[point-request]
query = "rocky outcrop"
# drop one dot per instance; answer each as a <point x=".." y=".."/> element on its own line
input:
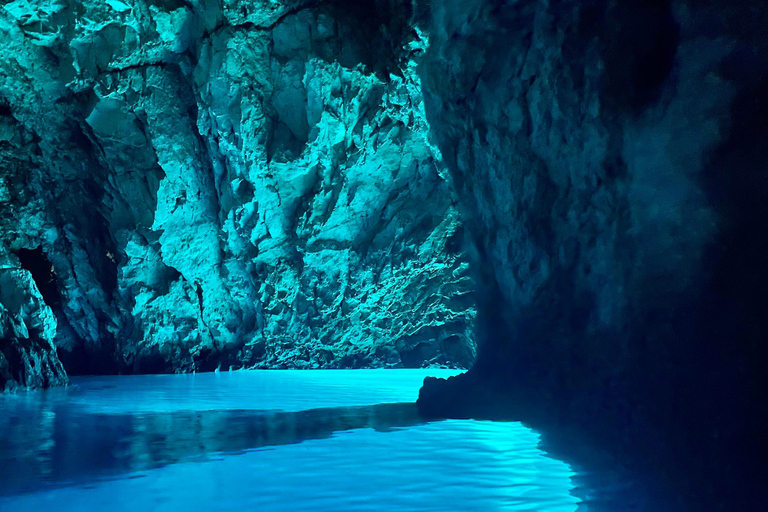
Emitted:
<point x="27" y="331"/>
<point x="229" y="184"/>
<point x="608" y="160"/>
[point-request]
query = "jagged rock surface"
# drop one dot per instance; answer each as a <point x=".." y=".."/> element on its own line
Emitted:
<point x="221" y="184"/>
<point x="609" y="159"/>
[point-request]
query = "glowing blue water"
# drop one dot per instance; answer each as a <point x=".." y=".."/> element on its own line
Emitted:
<point x="267" y="441"/>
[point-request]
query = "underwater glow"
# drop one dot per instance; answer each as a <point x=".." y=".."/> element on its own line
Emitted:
<point x="161" y="443"/>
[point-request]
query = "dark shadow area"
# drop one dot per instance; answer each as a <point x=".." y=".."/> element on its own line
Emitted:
<point x="79" y="447"/>
<point x="37" y="263"/>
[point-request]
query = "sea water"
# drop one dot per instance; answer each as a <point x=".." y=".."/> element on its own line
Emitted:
<point x="335" y="440"/>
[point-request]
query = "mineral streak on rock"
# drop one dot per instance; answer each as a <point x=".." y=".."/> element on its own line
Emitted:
<point x="229" y="184"/>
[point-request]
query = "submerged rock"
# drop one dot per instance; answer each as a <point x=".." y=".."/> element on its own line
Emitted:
<point x="230" y="184"/>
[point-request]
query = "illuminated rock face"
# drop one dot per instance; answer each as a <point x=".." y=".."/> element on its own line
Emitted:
<point x="248" y="184"/>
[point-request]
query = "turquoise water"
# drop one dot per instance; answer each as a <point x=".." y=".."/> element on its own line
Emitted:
<point x="268" y="441"/>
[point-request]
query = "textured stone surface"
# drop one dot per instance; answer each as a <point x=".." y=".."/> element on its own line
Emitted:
<point x="27" y="331"/>
<point x="609" y="162"/>
<point x="229" y="184"/>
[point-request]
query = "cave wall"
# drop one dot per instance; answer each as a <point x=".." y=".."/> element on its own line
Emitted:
<point x="230" y="184"/>
<point x="609" y="159"/>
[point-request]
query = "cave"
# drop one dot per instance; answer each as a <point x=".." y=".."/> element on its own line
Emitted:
<point x="384" y="254"/>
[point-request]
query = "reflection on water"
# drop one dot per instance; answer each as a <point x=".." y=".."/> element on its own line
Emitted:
<point x="81" y="448"/>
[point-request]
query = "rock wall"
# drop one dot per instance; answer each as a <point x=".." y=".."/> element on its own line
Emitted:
<point x="610" y="163"/>
<point x="228" y="184"/>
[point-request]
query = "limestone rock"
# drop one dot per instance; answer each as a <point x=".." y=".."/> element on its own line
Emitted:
<point x="230" y="184"/>
<point x="609" y="163"/>
<point x="27" y="331"/>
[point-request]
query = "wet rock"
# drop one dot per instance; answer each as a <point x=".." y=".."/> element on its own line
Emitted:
<point x="606" y="161"/>
<point x="230" y="184"/>
<point x="27" y="332"/>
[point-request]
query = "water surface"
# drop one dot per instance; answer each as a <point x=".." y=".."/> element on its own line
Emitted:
<point x="332" y="440"/>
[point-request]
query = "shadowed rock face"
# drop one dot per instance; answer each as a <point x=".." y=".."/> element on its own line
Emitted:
<point x="229" y="184"/>
<point x="607" y="162"/>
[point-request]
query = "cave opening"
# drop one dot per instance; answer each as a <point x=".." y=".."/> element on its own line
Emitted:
<point x="564" y="127"/>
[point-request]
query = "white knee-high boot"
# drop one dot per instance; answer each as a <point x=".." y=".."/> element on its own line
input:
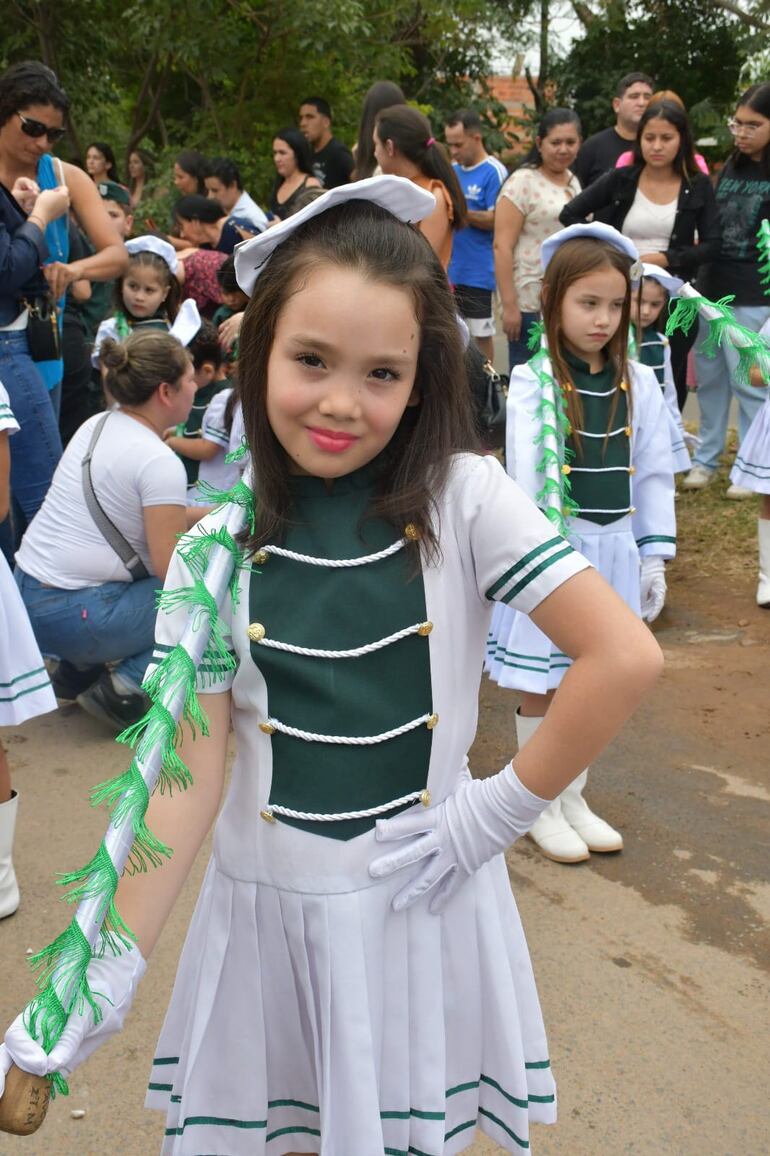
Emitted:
<point x="8" y="886"/>
<point x="550" y="830"/>
<point x="594" y="831"/>
<point x="763" y="588"/>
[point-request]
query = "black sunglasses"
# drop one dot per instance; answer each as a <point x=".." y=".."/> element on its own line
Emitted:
<point x="36" y="128"/>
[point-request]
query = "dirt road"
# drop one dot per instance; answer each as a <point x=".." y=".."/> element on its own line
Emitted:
<point x="651" y="964"/>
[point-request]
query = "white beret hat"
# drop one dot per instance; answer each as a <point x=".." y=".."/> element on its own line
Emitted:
<point x="400" y="197"/>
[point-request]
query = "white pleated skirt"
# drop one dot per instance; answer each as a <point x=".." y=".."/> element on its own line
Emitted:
<point x="24" y="686"/>
<point x="328" y="1023"/>
<point x="519" y="656"/>
<point x="752" y="467"/>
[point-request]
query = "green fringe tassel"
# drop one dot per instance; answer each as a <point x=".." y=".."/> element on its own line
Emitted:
<point x="239" y="495"/>
<point x="195" y="550"/>
<point x="535" y="335"/>
<point x="763" y="245"/>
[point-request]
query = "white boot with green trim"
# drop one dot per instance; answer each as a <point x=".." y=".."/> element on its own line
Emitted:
<point x="550" y="831"/>
<point x="763" y="588"/>
<point x="8" y="884"/>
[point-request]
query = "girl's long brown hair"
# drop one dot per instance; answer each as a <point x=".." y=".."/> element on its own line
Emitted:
<point x="572" y="260"/>
<point x="363" y="237"/>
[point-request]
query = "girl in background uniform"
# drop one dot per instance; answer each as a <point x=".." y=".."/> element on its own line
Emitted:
<point x="587" y="437"/>
<point x="355" y="976"/>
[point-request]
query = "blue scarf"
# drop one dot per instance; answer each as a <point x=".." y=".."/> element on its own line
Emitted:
<point x="57" y="238"/>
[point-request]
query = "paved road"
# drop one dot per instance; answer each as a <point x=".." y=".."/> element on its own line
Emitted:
<point x="651" y="964"/>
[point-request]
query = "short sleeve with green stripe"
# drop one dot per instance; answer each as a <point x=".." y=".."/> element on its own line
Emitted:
<point x="519" y="557"/>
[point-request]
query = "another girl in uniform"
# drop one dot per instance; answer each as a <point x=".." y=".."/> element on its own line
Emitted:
<point x="355" y="978"/>
<point x="752" y="471"/>
<point x="147" y="296"/>
<point x="652" y="349"/>
<point x="612" y="480"/>
<point x="24" y="686"/>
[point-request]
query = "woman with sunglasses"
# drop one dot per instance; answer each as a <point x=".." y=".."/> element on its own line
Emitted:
<point x="743" y="202"/>
<point x="31" y="121"/>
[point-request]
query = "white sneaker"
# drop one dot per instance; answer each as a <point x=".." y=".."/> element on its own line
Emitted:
<point x="738" y="493"/>
<point x="555" y="837"/>
<point x="698" y="478"/>
<point x="594" y="831"/>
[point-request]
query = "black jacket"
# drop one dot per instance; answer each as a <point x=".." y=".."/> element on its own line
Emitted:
<point x="612" y="195"/>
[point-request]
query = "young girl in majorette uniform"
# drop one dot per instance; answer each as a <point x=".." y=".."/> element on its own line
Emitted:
<point x="147" y="296"/>
<point x="355" y="978"/>
<point x="587" y="437"/>
<point x="24" y="686"/>
<point x="752" y="469"/>
<point x="652" y="349"/>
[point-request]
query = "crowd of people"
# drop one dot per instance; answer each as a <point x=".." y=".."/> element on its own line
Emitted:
<point x="325" y="345"/>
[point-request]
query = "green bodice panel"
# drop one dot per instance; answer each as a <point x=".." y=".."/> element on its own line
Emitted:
<point x="591" y="489"/>
<point x="310" y="606"/>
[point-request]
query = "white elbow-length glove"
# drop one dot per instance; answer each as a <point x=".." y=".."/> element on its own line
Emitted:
<point x="448" y="843"/>
<point x="113" y="982"/>
<point x="653" y="587"/>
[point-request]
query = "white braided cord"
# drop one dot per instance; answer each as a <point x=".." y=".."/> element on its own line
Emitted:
<point x="364" y="740"/>
<point x="334" y="563"/>
<point x="599" y="469"/>
<point x="318" y="817"/>
<point x="354" y="652"/>
<point x="587" y="510"/>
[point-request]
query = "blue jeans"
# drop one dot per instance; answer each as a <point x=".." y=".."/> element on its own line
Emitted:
<point x="36" y="449"/>
<point x="717" y="385"/>
<point x="113" y="622"/>
<point x="518" y="352"/>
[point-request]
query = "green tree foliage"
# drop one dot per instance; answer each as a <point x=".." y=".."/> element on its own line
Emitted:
<point x="691" y="46"/>
<point x="223" y="75"/>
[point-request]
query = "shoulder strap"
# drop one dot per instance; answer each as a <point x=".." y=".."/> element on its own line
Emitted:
<point x="106" y="527"/>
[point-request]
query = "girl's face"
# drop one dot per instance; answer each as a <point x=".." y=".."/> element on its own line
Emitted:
<point x="96" y="164"/>
<point x="143" y="290"/>
<point x="135" y="167"/>
<point x="591" y="311"/>
<point x="750" y="131"/>
<point x="559" y="148"/>
<point x="19" y="146"/>
<point x="382" y="155"/>
<point x="660" y="142"/>
<point x="184" y="180"/>
<point x="341" y="371"/>
<point x="283" y="158"/>
<point x="652" y="299"/>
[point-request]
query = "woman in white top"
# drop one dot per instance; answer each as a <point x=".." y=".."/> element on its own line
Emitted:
<point x="88" y="606"/>
<point x="525" y="215"/>
<point x="661" y="202"/>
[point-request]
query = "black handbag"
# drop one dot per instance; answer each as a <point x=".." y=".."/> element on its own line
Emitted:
<point x="43" y="328"/>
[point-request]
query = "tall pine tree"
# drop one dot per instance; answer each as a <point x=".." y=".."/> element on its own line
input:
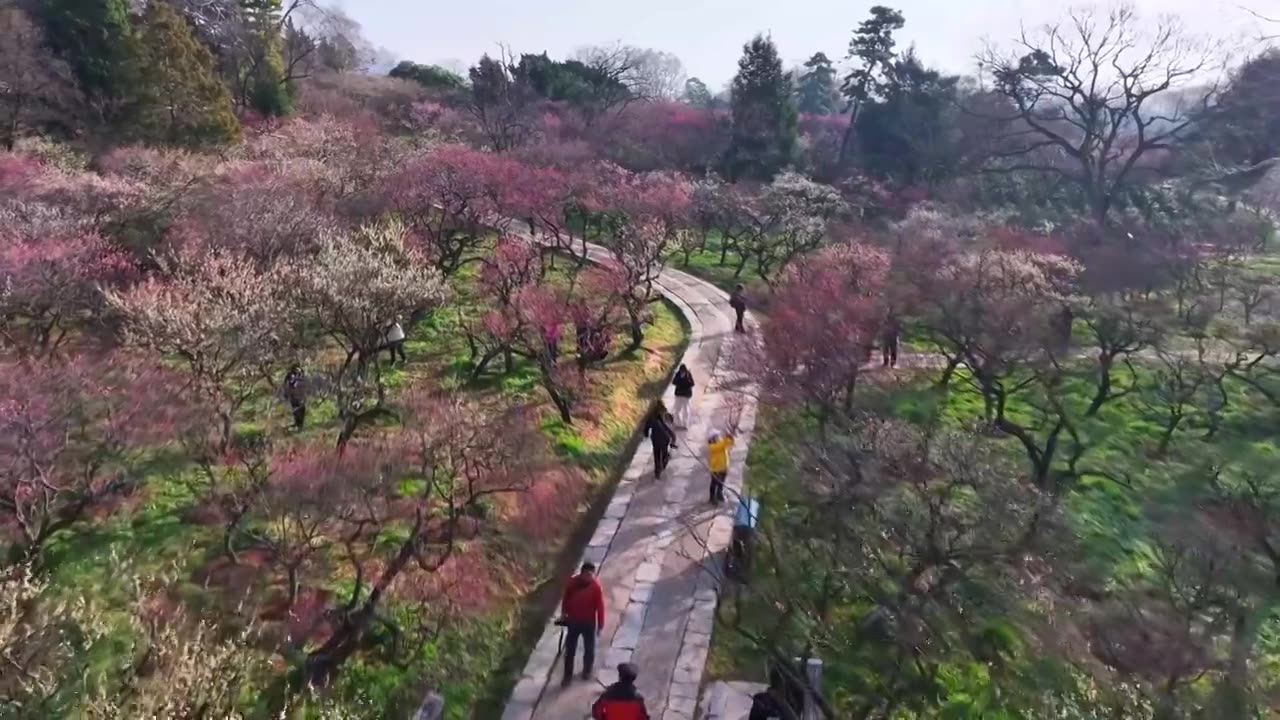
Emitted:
<point x="264" y="82"/>
<point x="95" y="37"/>
<point x="873" y="46"/>
<point x="764" y="121"/>
<point x="816" y="90"/>
<point x="179" y="98"/>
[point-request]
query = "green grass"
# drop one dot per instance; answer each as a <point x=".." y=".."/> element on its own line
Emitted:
<point x="476" y="656"/>
<point x="705" y="263"/>
<point x="1110" y="520"/>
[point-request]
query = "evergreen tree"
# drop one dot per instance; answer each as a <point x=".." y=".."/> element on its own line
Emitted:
<point x="179" y="98"/>
<point x="95" y="37"/>
<point x="816" y="90"/>
<point x="909" y="135"/>
<point x="265" y="83"/>
<point x="764" y="121"/>
<point x="432" y="77"/>
<point x="696" y="94"/>
<point x="873" y="46"/>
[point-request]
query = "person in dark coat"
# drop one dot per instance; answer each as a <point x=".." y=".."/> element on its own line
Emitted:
<point x="583" y="616"/>
<point x="684" y="383"/>
<point x="890" y="338"/>
<point x="659" y="432"/>
<point x="773" y="702"/>
<point x="296" y="393"/>
<point x="737" y="301"/>
<point x="621" y="701"/>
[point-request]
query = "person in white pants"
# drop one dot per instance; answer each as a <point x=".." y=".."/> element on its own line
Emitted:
<point x="684" y="382"/>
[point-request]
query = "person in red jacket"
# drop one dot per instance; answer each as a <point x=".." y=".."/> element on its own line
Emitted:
<point x="583" y="615"/>
<point x="621" y="701"/>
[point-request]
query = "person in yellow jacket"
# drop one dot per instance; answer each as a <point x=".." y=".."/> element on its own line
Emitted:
<point x="717" y="449"/>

---+---

_WHAT IS NEEDED_.
Isolate the lines above that contain the word "jacket" and copy them.

_ANSWER TO THE PROBLEM_.
query = "black jacket"
query = "person in red jacket"
query = "person in yellow jacket"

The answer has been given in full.